** start Records provided **

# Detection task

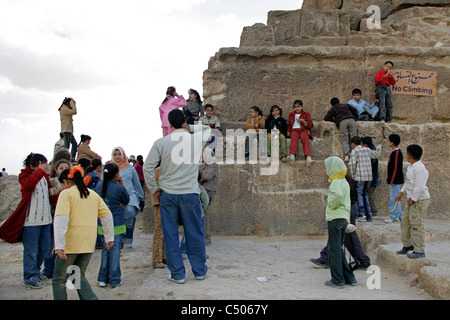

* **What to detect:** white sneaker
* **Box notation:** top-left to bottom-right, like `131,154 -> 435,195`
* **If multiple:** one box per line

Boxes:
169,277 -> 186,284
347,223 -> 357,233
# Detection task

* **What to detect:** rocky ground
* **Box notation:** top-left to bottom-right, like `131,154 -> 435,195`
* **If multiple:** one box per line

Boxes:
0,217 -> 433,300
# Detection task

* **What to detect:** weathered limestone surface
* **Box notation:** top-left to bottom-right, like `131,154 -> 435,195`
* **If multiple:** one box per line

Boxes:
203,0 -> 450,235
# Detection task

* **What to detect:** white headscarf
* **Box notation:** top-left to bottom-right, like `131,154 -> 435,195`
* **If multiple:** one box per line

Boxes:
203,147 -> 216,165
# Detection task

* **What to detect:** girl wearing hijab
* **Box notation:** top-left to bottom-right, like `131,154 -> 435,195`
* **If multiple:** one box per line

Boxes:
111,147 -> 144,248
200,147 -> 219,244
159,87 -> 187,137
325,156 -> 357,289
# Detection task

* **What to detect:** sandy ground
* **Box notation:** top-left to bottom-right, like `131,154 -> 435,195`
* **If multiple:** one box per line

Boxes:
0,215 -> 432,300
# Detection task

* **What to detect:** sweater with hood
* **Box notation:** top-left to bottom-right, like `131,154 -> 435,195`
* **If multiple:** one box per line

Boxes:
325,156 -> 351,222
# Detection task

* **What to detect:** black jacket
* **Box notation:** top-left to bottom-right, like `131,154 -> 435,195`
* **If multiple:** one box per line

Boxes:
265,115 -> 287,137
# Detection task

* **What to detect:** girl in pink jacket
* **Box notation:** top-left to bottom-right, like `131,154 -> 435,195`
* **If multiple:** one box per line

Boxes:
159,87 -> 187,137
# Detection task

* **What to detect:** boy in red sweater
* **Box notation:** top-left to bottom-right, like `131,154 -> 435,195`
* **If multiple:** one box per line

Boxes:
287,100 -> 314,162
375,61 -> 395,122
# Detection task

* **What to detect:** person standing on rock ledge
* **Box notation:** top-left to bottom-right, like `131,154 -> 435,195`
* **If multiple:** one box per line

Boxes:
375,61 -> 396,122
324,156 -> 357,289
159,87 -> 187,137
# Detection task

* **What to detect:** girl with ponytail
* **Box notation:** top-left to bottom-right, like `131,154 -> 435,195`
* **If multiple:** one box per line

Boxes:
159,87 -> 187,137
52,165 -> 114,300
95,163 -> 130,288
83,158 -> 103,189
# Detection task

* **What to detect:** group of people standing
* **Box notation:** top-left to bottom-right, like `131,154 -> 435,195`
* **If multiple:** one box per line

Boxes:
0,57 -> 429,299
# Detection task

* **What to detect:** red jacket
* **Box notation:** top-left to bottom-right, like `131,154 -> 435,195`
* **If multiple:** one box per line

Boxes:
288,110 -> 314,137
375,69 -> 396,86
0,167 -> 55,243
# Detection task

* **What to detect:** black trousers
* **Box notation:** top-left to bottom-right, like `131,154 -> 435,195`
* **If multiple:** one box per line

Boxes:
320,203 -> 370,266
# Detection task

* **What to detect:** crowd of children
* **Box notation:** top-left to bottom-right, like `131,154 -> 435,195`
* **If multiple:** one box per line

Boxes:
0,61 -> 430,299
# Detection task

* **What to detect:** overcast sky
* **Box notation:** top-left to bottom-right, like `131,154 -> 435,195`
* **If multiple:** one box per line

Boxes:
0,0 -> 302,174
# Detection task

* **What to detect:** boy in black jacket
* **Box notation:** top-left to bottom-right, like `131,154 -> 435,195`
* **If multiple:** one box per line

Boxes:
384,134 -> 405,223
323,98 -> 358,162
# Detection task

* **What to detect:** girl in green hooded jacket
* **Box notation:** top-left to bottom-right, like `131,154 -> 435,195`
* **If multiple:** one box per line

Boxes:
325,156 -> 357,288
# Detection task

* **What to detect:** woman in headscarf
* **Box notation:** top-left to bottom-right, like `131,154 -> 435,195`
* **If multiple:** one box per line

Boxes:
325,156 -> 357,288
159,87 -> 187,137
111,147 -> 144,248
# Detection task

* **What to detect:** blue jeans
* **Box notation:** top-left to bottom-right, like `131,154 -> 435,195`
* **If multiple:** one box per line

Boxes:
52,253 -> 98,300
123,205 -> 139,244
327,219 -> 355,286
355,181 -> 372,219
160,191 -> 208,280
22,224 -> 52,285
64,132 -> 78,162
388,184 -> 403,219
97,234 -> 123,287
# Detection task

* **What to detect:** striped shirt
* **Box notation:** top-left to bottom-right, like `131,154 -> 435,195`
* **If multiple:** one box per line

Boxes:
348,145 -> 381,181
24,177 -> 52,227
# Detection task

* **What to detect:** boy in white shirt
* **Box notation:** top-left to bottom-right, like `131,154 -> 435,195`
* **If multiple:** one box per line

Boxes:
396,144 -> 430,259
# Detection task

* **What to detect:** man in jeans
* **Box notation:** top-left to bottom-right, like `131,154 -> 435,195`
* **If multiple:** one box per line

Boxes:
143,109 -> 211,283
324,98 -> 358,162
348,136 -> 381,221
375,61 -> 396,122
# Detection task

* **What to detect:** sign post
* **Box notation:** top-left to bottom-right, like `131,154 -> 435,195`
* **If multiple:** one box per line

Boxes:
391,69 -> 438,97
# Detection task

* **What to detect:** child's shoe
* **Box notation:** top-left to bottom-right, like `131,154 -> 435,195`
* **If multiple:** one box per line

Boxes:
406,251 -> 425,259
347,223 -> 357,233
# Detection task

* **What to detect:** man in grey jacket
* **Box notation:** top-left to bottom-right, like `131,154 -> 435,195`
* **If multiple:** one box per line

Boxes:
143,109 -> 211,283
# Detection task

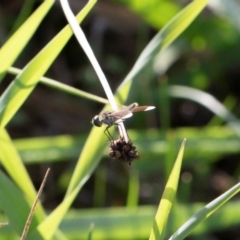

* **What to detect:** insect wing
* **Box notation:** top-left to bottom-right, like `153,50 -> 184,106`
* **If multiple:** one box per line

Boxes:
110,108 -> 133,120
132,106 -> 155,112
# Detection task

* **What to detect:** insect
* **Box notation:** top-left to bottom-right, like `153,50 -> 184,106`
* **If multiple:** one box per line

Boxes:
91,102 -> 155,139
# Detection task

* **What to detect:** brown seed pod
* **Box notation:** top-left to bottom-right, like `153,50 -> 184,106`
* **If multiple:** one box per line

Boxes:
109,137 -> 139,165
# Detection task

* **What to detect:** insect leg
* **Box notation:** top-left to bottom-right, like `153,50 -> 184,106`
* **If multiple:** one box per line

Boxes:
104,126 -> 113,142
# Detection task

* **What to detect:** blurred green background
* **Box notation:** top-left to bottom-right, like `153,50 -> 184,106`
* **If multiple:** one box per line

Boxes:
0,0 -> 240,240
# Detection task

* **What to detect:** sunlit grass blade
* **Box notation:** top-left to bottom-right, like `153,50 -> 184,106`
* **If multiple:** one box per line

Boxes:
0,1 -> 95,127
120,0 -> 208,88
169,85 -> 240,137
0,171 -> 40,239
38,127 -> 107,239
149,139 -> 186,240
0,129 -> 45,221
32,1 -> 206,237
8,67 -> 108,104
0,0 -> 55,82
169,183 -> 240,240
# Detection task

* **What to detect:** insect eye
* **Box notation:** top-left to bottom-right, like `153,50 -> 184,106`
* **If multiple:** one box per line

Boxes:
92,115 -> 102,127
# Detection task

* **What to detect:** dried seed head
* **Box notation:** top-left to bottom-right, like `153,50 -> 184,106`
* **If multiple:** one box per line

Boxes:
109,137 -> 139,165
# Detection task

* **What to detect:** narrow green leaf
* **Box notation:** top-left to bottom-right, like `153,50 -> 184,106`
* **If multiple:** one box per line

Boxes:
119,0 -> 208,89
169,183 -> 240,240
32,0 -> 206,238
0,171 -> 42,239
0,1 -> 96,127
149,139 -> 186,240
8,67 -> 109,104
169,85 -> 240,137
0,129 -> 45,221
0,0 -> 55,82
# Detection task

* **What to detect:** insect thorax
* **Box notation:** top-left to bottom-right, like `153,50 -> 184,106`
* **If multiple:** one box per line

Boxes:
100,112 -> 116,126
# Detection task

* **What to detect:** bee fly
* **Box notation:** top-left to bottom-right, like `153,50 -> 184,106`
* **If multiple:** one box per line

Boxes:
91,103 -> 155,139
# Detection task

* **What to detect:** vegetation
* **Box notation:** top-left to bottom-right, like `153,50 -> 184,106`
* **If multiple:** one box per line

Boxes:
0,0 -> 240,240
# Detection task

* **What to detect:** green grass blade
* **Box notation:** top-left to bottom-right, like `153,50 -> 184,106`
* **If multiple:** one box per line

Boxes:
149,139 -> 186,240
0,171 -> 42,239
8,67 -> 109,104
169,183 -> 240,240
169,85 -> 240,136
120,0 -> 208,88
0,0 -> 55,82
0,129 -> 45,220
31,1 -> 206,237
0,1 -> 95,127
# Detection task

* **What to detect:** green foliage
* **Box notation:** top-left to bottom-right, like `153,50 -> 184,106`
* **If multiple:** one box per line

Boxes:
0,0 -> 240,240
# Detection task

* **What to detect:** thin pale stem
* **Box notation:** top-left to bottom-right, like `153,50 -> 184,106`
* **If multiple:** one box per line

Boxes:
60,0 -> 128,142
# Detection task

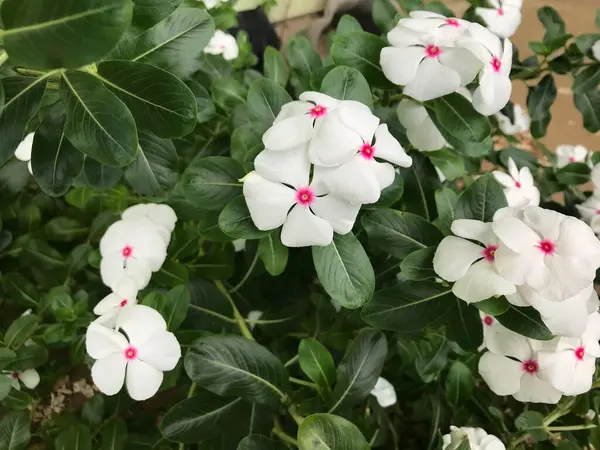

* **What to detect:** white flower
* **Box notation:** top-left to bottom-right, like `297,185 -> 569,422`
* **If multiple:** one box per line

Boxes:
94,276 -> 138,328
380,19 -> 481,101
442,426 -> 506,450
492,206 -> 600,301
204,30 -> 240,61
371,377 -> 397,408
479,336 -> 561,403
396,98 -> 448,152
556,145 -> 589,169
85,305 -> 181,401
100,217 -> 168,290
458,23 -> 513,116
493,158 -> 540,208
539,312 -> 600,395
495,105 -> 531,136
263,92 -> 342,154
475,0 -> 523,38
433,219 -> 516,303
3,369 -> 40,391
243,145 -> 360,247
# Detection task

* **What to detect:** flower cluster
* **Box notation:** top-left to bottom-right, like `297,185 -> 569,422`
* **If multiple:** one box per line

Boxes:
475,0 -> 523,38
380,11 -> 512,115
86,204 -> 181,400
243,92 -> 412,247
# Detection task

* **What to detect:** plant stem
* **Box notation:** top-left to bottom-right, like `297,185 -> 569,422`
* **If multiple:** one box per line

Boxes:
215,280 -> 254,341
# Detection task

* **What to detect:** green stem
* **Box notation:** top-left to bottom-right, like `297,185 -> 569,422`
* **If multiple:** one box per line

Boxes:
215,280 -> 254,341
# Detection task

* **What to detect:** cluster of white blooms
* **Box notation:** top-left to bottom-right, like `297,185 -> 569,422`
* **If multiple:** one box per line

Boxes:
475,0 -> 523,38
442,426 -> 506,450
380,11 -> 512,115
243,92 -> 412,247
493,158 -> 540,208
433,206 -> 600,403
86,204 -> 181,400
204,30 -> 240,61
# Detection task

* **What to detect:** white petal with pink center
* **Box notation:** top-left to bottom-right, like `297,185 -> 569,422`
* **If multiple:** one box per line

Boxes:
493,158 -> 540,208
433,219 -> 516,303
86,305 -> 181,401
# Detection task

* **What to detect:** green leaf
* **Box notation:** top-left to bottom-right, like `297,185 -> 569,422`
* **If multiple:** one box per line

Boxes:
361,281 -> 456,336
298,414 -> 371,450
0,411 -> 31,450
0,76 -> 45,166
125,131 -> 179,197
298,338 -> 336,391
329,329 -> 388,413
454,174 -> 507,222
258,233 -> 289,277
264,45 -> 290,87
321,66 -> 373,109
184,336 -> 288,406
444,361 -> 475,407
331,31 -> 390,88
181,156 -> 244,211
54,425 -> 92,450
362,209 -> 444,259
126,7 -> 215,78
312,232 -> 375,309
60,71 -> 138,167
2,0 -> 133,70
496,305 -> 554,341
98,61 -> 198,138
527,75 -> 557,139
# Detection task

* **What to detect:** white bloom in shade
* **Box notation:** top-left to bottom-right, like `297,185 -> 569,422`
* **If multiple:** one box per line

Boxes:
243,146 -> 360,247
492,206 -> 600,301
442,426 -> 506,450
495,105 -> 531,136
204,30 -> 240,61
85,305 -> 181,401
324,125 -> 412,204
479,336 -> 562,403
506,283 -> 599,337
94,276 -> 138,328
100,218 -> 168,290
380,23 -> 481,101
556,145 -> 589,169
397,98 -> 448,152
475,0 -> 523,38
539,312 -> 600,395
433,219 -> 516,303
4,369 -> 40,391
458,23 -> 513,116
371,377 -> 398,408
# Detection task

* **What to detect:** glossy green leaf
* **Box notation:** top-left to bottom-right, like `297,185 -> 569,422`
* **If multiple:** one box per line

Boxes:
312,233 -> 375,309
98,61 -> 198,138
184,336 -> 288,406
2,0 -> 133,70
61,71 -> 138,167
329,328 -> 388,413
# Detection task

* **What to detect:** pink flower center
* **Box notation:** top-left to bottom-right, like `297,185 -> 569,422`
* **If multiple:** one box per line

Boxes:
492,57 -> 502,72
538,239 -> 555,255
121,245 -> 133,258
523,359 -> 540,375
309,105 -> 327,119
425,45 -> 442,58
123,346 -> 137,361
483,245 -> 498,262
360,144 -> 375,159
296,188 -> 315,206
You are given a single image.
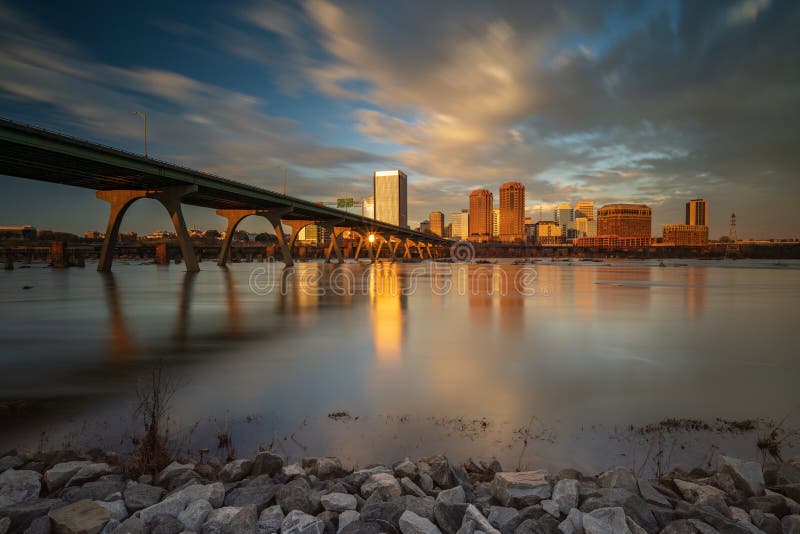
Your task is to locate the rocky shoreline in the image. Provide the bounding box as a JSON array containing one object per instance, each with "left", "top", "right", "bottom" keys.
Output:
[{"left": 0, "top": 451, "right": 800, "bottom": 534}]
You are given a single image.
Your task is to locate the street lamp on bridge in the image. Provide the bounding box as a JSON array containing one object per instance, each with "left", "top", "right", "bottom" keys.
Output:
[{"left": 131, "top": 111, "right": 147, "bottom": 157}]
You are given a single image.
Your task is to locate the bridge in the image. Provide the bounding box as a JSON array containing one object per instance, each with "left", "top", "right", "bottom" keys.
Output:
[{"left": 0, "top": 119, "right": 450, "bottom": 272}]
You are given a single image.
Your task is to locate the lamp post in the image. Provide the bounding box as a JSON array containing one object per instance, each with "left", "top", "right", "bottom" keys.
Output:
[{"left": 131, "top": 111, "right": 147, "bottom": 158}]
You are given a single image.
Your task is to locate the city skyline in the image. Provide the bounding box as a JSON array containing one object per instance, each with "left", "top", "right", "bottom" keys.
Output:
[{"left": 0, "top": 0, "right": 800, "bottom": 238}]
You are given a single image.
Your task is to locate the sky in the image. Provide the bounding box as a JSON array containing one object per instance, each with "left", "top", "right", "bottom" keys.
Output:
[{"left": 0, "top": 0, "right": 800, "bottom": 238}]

** end Records provided **

Pull out every line of the data that contains the word "white". Case counts.

* **What to detect:** white sneaker
* **What to detect:** white headscarf
* **What to detect:** boy in white shirt
* **What to detect:** white flower
* **What to detect:** cluster of white blooms
* **What to detect:** white petal with pink center
* **What to detect:** white bloom in shade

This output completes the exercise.